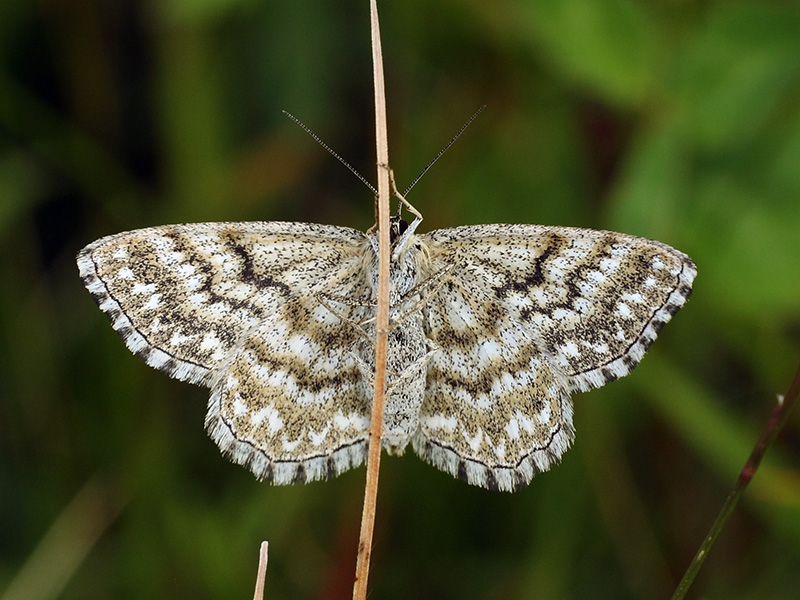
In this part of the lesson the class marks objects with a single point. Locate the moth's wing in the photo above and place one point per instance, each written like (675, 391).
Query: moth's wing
(291, 403)
(594, 300)
(181, 296)
(524, 316)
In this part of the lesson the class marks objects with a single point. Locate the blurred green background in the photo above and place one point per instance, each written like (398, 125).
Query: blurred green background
(674, 120)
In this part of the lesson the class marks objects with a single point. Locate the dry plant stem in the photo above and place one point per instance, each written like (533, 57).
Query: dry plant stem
(382, 326)
(777, 420)
(262, 571)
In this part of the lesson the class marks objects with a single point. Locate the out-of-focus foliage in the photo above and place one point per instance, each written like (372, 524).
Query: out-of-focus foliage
(673, 120)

▶ What the task requires:
Output every entry above exactly, minus the pictures.

▶ Reply:
In this part of the lesson the class marks objects with a single point. Locate the moth's wing in the photo above and place one point per instance, each written like (675, 391).
Query: moth's wing
(291, 403)
(594, 300)
(181, 296)
(524, 316)
In this part of the lesson the class marks objects with a single point. Locate the blurred green background in the photo above and place one point per instance, each written like (398, 125).
Query: blurred green background
(674, 120)
In this part of the lesson the class marks objects with a single point. Locate the dry plant stem in the photo above and place one point per instance, each written like (533, 57).
Query: dry plant stem
(382, 326)
(777, 420)
(262, 571)
In this part of the lesson the class marks objects with a single point. Locate the out-of-focus foliage in the photo above and place one point per instance, each written like (372, 524).
Query: out-of-focus foliage
(673, 120)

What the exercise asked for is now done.